• **Aim**
Return only this: the line with "Per instance of the child's" and all the lines that follow it below, through the final one, exactly as they are.
--- START Record list ---
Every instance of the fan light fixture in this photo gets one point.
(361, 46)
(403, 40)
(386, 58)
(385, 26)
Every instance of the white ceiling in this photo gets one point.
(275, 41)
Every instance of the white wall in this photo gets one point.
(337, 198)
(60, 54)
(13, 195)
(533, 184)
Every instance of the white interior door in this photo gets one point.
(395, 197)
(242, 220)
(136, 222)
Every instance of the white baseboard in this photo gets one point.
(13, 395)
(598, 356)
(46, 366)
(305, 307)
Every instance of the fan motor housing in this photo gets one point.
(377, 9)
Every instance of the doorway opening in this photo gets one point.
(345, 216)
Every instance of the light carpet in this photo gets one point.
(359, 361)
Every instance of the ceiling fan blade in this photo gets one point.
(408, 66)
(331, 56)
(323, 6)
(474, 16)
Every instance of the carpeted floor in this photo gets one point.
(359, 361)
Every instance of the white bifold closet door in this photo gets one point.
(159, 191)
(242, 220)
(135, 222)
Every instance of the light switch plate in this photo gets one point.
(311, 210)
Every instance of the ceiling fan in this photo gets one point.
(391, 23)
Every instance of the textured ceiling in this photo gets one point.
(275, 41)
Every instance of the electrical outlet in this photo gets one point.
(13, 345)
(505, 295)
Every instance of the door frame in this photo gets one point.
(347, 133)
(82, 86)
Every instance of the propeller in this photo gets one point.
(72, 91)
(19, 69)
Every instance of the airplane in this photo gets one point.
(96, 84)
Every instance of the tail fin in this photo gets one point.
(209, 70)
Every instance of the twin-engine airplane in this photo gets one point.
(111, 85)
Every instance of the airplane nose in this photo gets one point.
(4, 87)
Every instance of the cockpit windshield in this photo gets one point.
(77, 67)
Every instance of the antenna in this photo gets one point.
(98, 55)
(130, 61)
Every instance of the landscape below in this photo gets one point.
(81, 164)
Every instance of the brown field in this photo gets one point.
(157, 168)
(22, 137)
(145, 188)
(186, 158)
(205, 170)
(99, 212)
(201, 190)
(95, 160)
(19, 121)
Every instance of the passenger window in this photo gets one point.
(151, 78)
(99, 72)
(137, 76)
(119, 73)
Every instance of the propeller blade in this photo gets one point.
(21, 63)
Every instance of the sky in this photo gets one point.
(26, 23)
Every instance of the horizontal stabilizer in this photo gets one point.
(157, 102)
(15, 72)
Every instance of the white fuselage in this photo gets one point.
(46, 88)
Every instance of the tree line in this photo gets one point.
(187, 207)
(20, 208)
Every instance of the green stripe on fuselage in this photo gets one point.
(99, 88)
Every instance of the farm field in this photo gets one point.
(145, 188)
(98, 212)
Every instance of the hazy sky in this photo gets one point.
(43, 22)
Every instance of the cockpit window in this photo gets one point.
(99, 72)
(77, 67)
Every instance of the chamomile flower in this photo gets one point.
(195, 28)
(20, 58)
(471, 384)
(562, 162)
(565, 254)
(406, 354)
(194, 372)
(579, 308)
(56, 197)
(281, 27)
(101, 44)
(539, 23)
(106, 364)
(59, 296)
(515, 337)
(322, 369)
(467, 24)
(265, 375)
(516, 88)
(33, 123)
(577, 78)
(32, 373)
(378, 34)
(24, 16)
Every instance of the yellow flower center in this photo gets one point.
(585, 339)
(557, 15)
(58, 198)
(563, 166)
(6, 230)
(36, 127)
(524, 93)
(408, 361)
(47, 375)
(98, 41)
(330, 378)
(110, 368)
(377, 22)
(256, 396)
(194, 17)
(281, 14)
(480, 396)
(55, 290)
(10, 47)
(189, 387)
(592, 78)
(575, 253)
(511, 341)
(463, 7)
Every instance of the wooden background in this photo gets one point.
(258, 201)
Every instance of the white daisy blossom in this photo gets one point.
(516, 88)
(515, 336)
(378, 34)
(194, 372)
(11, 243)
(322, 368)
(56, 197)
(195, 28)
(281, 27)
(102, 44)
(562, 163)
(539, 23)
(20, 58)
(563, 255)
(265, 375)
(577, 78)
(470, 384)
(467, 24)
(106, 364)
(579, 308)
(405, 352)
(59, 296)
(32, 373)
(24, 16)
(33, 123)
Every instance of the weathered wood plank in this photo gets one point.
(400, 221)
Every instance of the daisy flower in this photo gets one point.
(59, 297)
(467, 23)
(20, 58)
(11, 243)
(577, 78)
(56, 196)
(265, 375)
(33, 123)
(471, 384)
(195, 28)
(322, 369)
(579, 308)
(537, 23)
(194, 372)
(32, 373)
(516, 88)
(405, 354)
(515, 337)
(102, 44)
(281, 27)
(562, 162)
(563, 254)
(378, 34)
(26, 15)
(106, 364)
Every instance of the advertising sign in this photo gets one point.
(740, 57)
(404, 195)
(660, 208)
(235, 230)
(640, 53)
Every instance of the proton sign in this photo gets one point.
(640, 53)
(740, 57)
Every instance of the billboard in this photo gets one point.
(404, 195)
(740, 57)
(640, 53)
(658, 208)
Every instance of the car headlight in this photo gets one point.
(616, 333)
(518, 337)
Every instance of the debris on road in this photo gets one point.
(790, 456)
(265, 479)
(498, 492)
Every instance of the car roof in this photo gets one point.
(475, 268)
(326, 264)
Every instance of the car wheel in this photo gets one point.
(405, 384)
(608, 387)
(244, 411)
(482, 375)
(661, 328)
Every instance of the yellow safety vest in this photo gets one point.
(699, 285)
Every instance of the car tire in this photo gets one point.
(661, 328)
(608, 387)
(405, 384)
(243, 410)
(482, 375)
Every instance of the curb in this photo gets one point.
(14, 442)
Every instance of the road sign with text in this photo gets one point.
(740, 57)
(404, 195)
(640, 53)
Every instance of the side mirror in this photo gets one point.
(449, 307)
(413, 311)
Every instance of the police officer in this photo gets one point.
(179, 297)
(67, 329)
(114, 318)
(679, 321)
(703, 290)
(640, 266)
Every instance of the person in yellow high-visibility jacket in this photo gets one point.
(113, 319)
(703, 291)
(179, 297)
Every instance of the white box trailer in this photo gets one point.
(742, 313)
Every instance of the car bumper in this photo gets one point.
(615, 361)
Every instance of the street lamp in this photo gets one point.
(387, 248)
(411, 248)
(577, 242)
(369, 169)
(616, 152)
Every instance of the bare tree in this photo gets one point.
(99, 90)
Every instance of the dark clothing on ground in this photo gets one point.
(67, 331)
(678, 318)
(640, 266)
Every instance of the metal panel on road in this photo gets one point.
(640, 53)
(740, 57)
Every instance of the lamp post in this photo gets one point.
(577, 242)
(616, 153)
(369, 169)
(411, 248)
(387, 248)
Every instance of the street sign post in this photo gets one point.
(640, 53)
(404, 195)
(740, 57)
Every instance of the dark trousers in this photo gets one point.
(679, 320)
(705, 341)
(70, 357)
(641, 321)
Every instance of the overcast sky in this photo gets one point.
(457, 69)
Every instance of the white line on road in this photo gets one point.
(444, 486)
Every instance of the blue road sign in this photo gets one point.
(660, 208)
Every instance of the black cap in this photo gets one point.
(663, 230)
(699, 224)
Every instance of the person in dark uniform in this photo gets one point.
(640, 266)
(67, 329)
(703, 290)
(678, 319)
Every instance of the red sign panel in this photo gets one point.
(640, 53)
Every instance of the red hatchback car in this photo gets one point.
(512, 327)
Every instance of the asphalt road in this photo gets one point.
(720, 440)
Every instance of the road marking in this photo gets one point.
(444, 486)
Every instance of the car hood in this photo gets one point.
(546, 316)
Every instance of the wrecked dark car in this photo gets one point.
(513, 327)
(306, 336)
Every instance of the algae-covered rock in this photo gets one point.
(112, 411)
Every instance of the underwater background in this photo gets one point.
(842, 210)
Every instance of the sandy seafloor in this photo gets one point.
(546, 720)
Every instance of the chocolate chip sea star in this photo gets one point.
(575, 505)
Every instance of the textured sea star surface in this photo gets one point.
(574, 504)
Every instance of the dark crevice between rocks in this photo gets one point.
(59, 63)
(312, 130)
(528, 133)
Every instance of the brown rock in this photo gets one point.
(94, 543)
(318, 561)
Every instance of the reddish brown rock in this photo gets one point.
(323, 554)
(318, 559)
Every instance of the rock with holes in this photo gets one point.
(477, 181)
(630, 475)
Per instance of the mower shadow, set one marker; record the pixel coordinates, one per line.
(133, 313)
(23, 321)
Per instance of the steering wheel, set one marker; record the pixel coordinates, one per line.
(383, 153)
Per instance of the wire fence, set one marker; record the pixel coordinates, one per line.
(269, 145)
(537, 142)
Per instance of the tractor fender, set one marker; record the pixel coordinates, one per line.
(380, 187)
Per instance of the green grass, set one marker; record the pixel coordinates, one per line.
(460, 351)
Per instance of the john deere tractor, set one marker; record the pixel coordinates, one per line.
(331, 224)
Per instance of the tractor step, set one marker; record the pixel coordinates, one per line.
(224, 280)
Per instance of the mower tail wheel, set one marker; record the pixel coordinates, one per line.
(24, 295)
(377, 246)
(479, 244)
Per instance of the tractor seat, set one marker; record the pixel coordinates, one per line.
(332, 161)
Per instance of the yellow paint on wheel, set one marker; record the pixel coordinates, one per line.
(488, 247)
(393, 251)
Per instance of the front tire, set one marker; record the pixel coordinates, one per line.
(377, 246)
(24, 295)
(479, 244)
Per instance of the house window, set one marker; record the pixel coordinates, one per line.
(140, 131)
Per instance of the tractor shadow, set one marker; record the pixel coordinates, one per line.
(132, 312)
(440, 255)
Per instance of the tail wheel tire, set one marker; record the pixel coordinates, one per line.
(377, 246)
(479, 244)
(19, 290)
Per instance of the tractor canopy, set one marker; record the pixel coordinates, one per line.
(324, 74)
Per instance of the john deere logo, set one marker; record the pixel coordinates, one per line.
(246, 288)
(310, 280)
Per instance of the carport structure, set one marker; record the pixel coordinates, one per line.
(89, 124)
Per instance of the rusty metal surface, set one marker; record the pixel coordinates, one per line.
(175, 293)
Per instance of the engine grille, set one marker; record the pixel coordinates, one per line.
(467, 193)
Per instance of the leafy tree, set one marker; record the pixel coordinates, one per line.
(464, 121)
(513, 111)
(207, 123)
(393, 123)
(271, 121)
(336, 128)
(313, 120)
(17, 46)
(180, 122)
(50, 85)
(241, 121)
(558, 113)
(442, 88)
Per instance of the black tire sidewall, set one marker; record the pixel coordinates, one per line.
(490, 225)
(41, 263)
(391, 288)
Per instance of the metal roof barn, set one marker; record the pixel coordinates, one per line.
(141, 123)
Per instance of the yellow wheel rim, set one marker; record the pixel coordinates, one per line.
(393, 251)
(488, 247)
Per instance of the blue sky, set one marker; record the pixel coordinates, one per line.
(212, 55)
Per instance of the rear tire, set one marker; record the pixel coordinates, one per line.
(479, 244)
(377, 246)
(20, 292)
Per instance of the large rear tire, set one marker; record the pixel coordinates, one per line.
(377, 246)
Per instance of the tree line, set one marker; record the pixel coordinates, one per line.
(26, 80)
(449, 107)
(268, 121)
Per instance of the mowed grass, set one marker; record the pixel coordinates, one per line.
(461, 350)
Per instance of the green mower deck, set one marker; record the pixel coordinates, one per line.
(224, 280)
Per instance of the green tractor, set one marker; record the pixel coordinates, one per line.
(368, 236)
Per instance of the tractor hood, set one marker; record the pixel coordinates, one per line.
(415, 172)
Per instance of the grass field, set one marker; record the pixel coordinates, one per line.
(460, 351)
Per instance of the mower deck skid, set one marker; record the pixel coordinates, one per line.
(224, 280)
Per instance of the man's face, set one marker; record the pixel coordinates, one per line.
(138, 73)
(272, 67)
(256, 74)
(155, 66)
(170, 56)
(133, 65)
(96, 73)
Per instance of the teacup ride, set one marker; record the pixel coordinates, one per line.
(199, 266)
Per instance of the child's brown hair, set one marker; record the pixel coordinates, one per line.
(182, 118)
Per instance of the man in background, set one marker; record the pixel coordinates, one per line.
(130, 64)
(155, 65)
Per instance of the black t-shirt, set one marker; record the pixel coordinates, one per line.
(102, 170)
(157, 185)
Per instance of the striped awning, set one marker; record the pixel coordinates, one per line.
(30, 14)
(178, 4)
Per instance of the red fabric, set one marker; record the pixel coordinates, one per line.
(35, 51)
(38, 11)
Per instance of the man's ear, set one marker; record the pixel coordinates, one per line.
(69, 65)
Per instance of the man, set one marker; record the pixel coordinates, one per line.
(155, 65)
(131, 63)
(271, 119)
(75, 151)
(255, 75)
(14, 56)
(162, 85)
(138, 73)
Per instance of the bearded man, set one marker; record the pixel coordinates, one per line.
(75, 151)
--- END Record list ---
• **The response**
Per instance of the child's brown hair, set one marker; record the pixel coordinates, one per line.
(182, 118)
Per instance of the man in background, set one marker; record the pixel coordinates, one per line.
(130, 64)
(155, 65)
Per instance of the black t-shirt, set one marker; record the pixel coordinates, one per line.
(102, 170)
(157, 185)
Per instance of the striped awning, set one marker; record the pixel coordinates, one per line.
(30, 14)
(178, 4)
Per instance of the red fabric, set one marker; record the pixel coordinates, one per line.
(35, 51)
(38, 11)
Per instance of the man's ear, set one marker; record the pixel coordinates, one per line.
(69, 65)
Per instance of the man, set one marker; record the pixel coordinates, one per line.
(155, 65)
(131, 63)
(271, 119)
(75, 151)
(255, 75)
(14, 56)
(162, 85)
(138, 73)
Per instance of the bearded man, set one marker; record the pixel coordinates, one per line.
(75, 151)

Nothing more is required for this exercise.